◆ Entries provided
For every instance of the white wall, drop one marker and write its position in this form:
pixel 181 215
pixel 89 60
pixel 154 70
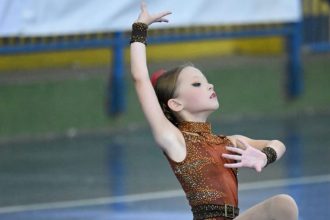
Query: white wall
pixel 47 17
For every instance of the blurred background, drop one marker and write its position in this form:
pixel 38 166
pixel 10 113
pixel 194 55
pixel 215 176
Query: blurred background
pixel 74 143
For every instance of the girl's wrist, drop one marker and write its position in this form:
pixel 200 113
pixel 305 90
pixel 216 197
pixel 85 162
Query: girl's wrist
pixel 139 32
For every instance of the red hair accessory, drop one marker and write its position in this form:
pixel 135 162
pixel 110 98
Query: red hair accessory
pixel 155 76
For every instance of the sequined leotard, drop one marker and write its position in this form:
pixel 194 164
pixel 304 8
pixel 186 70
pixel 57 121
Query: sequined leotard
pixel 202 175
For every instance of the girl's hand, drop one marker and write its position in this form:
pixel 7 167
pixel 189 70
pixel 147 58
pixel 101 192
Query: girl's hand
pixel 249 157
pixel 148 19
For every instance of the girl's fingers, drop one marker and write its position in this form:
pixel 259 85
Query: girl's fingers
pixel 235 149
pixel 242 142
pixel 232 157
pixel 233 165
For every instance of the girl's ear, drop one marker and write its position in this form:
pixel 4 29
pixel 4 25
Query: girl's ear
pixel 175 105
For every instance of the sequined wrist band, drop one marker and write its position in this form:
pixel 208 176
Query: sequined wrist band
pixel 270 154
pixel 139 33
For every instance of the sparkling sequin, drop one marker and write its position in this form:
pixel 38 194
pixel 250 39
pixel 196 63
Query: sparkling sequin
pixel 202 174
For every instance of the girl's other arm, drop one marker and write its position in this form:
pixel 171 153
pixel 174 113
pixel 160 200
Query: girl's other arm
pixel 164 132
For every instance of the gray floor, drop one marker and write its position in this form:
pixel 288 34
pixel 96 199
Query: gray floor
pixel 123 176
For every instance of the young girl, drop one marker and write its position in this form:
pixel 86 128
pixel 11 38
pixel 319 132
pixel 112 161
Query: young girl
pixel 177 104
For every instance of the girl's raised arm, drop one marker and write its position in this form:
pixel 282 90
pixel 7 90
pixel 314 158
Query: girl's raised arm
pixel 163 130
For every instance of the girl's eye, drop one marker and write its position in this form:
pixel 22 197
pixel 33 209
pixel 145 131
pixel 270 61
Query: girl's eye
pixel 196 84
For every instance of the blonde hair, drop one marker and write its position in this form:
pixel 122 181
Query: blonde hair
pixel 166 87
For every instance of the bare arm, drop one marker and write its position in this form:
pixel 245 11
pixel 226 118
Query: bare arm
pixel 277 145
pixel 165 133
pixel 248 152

◆ Exercise aim
Give the listing above as a Markdown table with the columns "Row" and "Text", one numbered row per line and no blank lines. Leave the pictures out.

◆ Result of the task
| Row | Text |
|---|---|
| 1 | For every instance of the white wall, drop one marker and write its position in this form: |
| 2 | pixel 181 215 |
| 3 | pixel 89 60 |
| 4 | pixel 154 70 |
| 5 | Query: white wall |
| 6 | pixel 47 17 |
| 7 | For every instance of the blurred background, drop one marker and write its position in this form: |
| 8 | pixel 38 166 |
| 9 | pixel 10 113 |
| 10 | pixel 194 55 |
| 11 | pixel 215 176 |
| 12 | Query: blurred background |
| 13 | pixel 74 143 |
| 14 | For every instance of the girl's wrist, drop one marker and write its position in this form: |
| 15 | pixel 200 113 |
| 16 | pixel 305 90 |
| 17 | pixel 216 197 |
| 18 | pixel 85 162 |
| 19 | Query: girl's wrist |
| 20 | pixel 139 32 |
| 21 | For every instance of the red hair accessory, drop one marker and write its position in this form: |
| 22 | pixel 135 162 |
| 23 | pixel 110 98 |
| 24 | Query: red hair accessory |
| 25 | pixel 155 76 |
| 26 | For every instance of the sequined leotard, drop one marker and write its position in this form: |
| 27 | pixel 194 164 |
| 28 | pixel 304 8 |
| 29 | pixel 186 70 |
| 30 | pixel 57 121 |
| 31 | Query: sequined leotard |
| 32 | pixel 202 175 |
| 33 | For every instance of the girl's hand, drop one marker and write its position in this form: |
| 34 | pixel 7 167 |
| 35 | pixel 189 70 |
| 36 | pixel 147 58 |
| 37 | pixel 101 192 |
| 38 | Query: girl's hand |
| 39 | pixel 249 157 |
| 40 | pixel 148 19 |
| 41 | For every instance of the girl's fingers, drop one marker and write its position in this form: |
| 42 | pixel 259 85 |
| 43 | Query: girl's fingers |
| 44 | pixel 235 149 |
| 45 | pixel 242 142 |
| 46 | pixel 232 157 |
| 47 | pixel 233 165 |
| 48 | For every instance of the girl's ear, drop one marker and write its position in this form: |
| 49 | pixel 4 29 |
| 50 | pixel 4 25 |
| 51 | Query: girl's ear |
| 52 | pixel 175 105 |
| 53 | For every instance of the sequined wrist band, drop one marker and write its position in this form: |
| 54 | pixel 208 176 |
| 55 | Query: sequined wrist band |
| 56 | pixel 270 154 |
| 57 | pixel 139 33 |
| 58 | For every instance of the sparkling sequin, drop one marker and write its position in this form: |
| 59 | pixel 38 194 |
| 60 | pixel 250 39 |
| 61 | pixel 196 63 |
| 62 | Query: sparkling sequin |
| 63 | pixel 202 174 |
| 64 | For every instance of the girl's other arm, drop one marker and write its position in this form: |
| 65 | pixel 171 153 |
| 66 | pixel 174 113 |
| 67 | pixel 160 200 |
| 68 | Query: girl's other arm |
| 69 | pixel 164 132 |
| 70 | For every instance of the gray floor, drop one marker and write its position in this form: |
| 71 | pixel 288 34 |
| 72 | pixel 96 199 |
| 73 | Query: gray floor |
| 74 | pixel 123 176 |
| 75 | For every instance of the young girl, drop one marker and write its position in this form: |
| 76 | pixel 86 128 |
| 77 | pixel 11 38 |
| 78 | pixel 319 132 |
| 79 | pixel 112 161 |
| 80 | Query: young girl |
| 81 | pixel 177 104 |
| 82 | For every instance of the girl's raised arm, drop one marker and write its position in this form: |
| 83 | pixel 282 90 |
| 84 | pixel 7 90 |
| 85 | pixel 314 158 |
| 86 | Query: girl's raised arm |
| 87 | pixel 163 130 |
| 88 | For every instance of the girl's eye, drop one marker and write its position in this form: |
| 89 | pixel 22 197 |
| 90 | pixel 33 209 |
| 91 | pixel 145 131 |
| 92 | pixel 270 61 |
| 93 | Query: girl's eye |
| 94 | pixel 196 84 |
| 95 | For every instance of the blonde hair, drop one marker and write its position in this form: |
| 96 | pixel 122 181 |
| 97 | Query: blonde hair |
| 98 | pixel 166 87 |
| 99 | For every instance of the bare arm, drop one marker and write its position in this form: |
| 100 | pixel 245 11 |
| 101 | pixel 226 118 |
| 102 | Query: bare arm |
| 103 | pixel 277 145 |
| 104 | pixel 165 133 |
| 105 | pixel 248 152 |